Raw data:
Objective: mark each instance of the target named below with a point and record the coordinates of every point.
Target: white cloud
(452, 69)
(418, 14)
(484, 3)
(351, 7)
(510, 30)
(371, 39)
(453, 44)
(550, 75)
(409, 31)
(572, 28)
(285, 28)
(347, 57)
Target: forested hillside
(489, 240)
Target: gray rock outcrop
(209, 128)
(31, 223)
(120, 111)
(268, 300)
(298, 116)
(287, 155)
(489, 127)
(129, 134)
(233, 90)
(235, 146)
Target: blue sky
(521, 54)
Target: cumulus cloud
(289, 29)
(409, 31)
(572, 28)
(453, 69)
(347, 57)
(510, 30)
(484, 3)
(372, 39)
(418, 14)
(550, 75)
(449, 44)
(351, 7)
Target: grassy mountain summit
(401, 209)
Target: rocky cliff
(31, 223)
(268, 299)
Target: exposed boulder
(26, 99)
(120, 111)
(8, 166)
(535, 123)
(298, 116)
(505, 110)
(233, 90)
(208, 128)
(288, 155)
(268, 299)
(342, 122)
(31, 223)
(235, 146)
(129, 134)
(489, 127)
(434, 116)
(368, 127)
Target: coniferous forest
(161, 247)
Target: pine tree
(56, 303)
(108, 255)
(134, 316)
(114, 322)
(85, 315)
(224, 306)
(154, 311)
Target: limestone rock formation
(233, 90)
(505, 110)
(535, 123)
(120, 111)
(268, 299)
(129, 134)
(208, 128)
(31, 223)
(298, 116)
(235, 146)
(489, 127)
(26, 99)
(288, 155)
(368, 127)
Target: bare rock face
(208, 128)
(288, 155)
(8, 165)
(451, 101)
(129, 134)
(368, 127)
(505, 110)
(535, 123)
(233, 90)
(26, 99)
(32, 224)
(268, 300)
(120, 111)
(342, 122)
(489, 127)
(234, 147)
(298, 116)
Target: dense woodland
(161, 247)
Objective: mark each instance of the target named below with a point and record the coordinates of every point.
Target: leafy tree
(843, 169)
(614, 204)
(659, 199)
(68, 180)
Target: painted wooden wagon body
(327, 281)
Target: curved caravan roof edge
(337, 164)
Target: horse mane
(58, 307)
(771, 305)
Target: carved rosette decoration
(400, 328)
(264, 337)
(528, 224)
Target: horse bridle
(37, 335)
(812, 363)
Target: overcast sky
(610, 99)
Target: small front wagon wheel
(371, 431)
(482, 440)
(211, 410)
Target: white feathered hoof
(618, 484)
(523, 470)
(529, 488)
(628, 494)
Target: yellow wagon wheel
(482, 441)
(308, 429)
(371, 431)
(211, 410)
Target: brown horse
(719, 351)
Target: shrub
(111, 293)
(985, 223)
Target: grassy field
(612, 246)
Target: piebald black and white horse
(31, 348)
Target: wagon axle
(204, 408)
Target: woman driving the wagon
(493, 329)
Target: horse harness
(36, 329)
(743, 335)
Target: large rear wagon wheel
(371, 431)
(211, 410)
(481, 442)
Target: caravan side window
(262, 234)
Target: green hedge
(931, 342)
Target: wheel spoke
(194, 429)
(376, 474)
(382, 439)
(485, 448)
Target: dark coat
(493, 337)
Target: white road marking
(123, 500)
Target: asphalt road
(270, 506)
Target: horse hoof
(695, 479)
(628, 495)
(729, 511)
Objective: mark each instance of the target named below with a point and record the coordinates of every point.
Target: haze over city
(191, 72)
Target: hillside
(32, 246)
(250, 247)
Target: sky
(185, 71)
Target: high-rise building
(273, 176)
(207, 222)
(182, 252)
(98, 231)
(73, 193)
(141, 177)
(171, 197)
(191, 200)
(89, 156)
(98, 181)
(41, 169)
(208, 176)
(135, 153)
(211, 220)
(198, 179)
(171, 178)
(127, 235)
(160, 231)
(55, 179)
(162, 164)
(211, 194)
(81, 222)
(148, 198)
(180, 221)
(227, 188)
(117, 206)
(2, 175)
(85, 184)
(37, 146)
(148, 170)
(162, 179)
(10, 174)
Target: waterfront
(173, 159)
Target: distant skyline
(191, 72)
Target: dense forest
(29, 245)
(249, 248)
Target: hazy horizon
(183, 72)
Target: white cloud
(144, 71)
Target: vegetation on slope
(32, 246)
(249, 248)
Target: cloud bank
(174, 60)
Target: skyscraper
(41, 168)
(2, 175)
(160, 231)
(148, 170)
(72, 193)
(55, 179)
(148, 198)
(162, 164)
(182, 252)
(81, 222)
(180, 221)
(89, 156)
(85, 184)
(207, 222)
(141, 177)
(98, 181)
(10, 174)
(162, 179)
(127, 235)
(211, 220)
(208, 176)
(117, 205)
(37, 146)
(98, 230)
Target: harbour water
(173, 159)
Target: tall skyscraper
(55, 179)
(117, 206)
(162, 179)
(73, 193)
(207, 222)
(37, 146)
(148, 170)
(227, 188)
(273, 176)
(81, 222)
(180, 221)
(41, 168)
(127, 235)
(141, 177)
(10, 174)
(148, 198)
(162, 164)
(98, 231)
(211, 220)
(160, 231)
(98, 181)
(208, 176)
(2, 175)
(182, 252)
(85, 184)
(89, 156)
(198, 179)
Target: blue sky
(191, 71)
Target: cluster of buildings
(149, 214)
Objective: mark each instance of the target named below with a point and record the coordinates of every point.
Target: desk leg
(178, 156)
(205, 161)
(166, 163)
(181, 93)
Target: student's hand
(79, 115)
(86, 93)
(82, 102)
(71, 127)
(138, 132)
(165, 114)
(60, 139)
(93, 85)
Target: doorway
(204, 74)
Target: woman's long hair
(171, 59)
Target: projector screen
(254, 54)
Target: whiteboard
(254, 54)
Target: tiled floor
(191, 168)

Your task: Please output the records once more, exactly as they were written.

Exercise response:
Objective: mark each instance of the target named below with a point and record the coordinates of every point.
Target: white cloud
(452, 69)
(418, 14)
(484, 3)
(351, 7)
(510, 30)
(371, 39)
(453, 44)
(550, 75)
(409, 31)
(572, 28)
(285, 28)
(347, 57)
Target: forested hillside
(489, 240)
Target: gray rock outcrop
(209, 128)
(31, 223)
(120, 111)
(268, 300)
(298, 116)
(287, 155)
(489, 127)
(129, 134)
(233, 90)
(235, 146)
Target: blue sky
(521, 54)
Target: cumulus cloud
(289, 29)
(409, 31)
(572, 28)
(453, 69)
(347, 57)
(510, 30)
(484, 3)
(372, 39)
(418, 14)
(550, 75)
(449, 44)
(351, 7)
Target: grassy mountain summit
(401, 209)
Target: rocky cliff
(31, 223)
(268, 299)
Target: exposed boulder
(26, 99)
(120, 111)
(8, 166)
(535, 123)
(298, 116)
(505, 110)
(233, 90)
(208, 128)
(288, 155)
(268, 299)
(342, 122)
(31, 223)
(235, 146)
(129, 134)
(489, 127)
(434, 116)
(368, 127)
Target: coniferous forest
(161, 247)
Target: pine tree
(56, 303)
(108, 255)
(134, 316)
(114, 322)
(85, 315)
(224, 306)
(154, 311)
Target: limestone rock formation
(233, 90)
(505, 110)
(535, 123)
(120, 111)
(268, 299)
(129, 134)
(208, 128)
(31, 223)
(298, 116)
(235, 146)
(489, 127)
(26, 99)
(288, 155)
(368, 127)
Target: bare rock face
(208, 128)
(288, 155)
(8, 165)
(451, 101)
(129, 134)
(368, 127)
(505, 110)
(535, 123)
(233, 90)
(26, 99)
(32, 224)
(268, 300)
(120, 111)
(342, 122)
(489, 127)
(234, 147)
(298, 116)
Target: dense woodland
(161, 247)
Objective: mark each instance of the target named below with a point and record the coordinates of every point.
Target: leafy tree
(843, 169)
(614, 204)
(659, 199)
(68, 180)
Target: painted wooden wagon body
(327, 281)
Target: curved caravan roof edge
(337, 164)
Target: horse mane
(58, 307)
(771, 305)
Target: carved rosette decoration
(400, 328)
(264, 337)
(528, 224)
Target: horse bridle
(37, 335)
(812, 363)
Target: overcast sky
(610, 99)
Target: small front wagon wheel
(371, 431)
(482, 440)
(211, 410)
Target: white feathered hoof
(618, 484)
(523, 470)
(529, 488)
(628, 494)
Target: yellow wagon wheel
(482, 441)
(308, 429)
(371, 431)
(211, 410)
Target: brown horse
(719, 351)
Target: shrub
(111, 293)
(985, 223)
Target: grassy field
(612, 246)
Target: piebald black and white horse
(31, 348)
Target: wagon axle
(204, 408)
Target: woman driving the wagon
(493, 329)
Target: horse harness
(36, 329)
(743, 335)
Target: large rear wagon wheel
(371, 431)
(211, 410)
(481, 442)
Target: caravan side window
(262, 234)
Target: green hedge
(931, 342)
Target: wheel spoke
(194, 429)
(376, 474)
(382, 439)
(485, 448)
Target: dark coat
(493, 337)
Target: white road marking
(123, 500)
Target: asphalt road
(270, 506)
Target: horse hoof
(695, 479)
(628, 495)
(729, 511)
Objective: mark each instance of the target named below with a point and record the coordinates of every point.
Target: haze over city
(191, 72)
Target: hillside
(32, 246)
(250, 247)
Target: sky
(185, 71)
Target: high-rise building
(273, 176)
(207, 222)
(182, 252)
(98, 231)
(73, 193)
(141, 177)
(171, 197)
(191, 200)
(89, 156)
(98, 181)
(41, 169)
(208, 176)
(135, 153)
(211, 220)
(198, 179)
(171, 178)
(127, 235)
(160, 231)
(55, 179)
(162, 164)
(211, 194)
(81, 222)
(148, 198)
(180, 221)
(227, 188)
(117, 206)
(2, 175)
(85, 184)
(37, 146)
(148, 170)
(162, 179)
(10, 174)
Target: waterfront
(173, 159)
Target: distant skyline
(191, 72)
Target: dense forest
(29, 245)
(249, 248)
Target: hazy horizon
(183, 72)
Target: white cloud
(144, 71)
Target: vegetation on slope
(32, 246)
(249, 248)
Target: cloud bank
(174, 60)
Target: skyscraper
(41, 168)
(2, 175)
(160, 231)
(148, 170)
(72, 193)
(55, 179)
(148, 198)
(162, 164)
(182, 252)
(81, 222)
(180, 221)
(89, 156)
(85, 184)
(207, 222)
(141, 177)
(98, 181)
(10, 174)
(162, 179)
(127, 235)
(211, 220)
(208, 176)
(117, 205)
(37, 146)
(98, 230)
Target: harbour water
(173, 159)
Target: tall skyscraper
(55, 179)
(117, 206)
(162, 179)
(73, 193)
(207, 222)
(37, 146)
(148, 170)
(227, 188)
(273, 176)
(81, 222)
(180, 221)
(41, 168)
(127, 235)
(141, 177)
(10, 174)
(148, 198)
(162, 164)
(98, 231)
(211, 220)
(160, 231)
(98, 181)
(208, 176)
(2, 175)
(182, 252)
(85, 184)
(89, 156)
(198, 179)
Target: blue sky
(191, 71)
Target: cluster of buildings
(149, 214)
Objective: mark each instance of the target named below with a point and record the coordinates of every point.
Target: desk leg
(178, 156)
(205, 161)
(166, 163)
(181, 93)
Target: student's hand
(79, 115)
(86, 93)
(82, 102)
(71, 127)
(138, 132)
(165, 114)
(60, 139)
(93, 85)
Target: doorway
(204, 74)
Target: woman's long hair
(171, 59)
Target: projector screen
(254, 54)
Target: whiteboard
(254, 54)
Target: tiled floor
(191, 168)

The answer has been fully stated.